(Excerpts of pointing data)
---+---

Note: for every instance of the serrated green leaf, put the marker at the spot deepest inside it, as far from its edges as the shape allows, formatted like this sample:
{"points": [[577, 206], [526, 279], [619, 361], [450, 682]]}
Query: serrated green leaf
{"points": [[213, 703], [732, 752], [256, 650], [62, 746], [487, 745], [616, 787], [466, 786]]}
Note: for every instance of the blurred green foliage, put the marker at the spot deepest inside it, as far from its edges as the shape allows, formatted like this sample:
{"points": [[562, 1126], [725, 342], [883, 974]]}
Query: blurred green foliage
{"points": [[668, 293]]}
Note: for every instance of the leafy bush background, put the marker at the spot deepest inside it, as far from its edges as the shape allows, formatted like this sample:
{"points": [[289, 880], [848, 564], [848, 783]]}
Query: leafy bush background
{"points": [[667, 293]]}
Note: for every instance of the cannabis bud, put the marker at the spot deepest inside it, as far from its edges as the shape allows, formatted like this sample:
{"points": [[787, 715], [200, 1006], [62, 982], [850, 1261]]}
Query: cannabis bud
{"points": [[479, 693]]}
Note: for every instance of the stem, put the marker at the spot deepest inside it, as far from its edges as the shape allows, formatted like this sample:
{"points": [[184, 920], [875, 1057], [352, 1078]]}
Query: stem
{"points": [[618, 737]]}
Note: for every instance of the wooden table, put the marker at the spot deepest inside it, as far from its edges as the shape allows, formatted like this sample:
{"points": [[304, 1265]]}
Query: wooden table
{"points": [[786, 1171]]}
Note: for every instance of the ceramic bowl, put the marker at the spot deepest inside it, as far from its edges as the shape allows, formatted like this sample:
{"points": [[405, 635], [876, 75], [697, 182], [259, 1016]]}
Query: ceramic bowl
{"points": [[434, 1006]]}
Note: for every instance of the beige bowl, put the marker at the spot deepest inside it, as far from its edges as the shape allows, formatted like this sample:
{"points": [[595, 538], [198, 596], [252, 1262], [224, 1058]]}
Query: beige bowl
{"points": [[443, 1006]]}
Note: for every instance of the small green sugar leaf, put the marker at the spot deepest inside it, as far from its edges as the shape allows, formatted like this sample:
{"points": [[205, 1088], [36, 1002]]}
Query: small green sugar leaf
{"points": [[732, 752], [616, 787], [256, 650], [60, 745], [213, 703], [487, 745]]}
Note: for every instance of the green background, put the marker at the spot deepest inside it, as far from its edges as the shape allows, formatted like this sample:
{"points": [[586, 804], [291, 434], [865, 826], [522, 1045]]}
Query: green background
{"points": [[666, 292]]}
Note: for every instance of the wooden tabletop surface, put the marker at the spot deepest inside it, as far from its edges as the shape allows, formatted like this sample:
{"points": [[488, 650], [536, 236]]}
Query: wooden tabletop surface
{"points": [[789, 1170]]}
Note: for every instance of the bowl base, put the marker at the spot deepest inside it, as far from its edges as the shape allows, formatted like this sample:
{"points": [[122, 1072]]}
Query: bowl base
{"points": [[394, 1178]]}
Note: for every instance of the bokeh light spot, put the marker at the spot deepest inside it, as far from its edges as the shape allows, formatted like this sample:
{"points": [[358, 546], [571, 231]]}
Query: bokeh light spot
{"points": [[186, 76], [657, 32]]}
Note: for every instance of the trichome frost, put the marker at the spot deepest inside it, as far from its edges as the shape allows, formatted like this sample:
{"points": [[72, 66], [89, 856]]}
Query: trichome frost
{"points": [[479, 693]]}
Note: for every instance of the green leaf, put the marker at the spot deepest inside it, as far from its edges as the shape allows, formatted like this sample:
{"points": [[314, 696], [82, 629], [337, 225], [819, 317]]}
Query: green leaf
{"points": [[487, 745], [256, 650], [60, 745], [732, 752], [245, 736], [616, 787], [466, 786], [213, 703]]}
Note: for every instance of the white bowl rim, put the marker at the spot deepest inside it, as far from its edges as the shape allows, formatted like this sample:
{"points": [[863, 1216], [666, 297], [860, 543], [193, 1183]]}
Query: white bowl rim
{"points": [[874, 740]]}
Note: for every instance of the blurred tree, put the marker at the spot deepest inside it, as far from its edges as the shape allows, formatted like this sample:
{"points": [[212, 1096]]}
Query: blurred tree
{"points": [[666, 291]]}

---+---

Exercise description: Reproduce the records verbatim, from the line containing "Note: for every instance of the wooden tabletop" through the final line of the records.

Solution to this task:
Note: for every instance of the wooden tabletop surface, put the marker at the spot deepest inside it, as far from its edges as the shape allows, formatted like this sample:
{"points": [[488, 650], [536, 236]]}
Query: wooden tabletop surface
{"points": [[789, 1170]]}
Note: for every instance of the bowl base, put the marker at the spot deepest inside it, as far from its edges as the shape allows, formatted like this sample:
{"points": [[122, 1072]]}
Query: bowl base
{"points": [[394, 1178]]}
Note: for every instance of the bokeh light spot, put the marker at the spot deepest inside it, as far from its edges as the shape allows, formatted like this sample:
{"points": [[358, 546], [571, 231]]}
Query: bokeh light spot
{"points": [[186, 76], [657, 32]]}
Note: for every instance of the trichome frost, put the marker at the spot deepest inside it, as far from its edges as the shape allows, formatted like this sample:
{"points": [[72, 66], [89, 856]]}
Query: trichome frost
{"points": [[479, 693]]}
Note: for every instance of the green leaf, put the marker at the spot deepest inside it, as far from its edges as the shape allows, formatted like this sample:
{"points": [[314, 696], [82, 629], [337, 225], [819, 317]]}
Query: green leaf
{"points": [[487, 745], [256, 650], [60, 745], [732, 752], [245, 736], [616, 787], [466, 786], [213, 703]]}
Note: for every instance of the white bowl rim, put the marker at the spot deepest inside it, as far from its edges as the shape allows, formatted like this sample:
{"points": [[863, 1216], [666, 297], [860, 543], [193, 1183]]}
Query: white bowl rim
{"points": [[874, 740]]}
Note: for every instance of the blurred tree, put the marker at the spot deepest inside it, as far from its edges as the shape allows, formatted like this sample:
{"points": [[212, 1096]]}
Query: blurred tree
{"points": [[666, 291]]}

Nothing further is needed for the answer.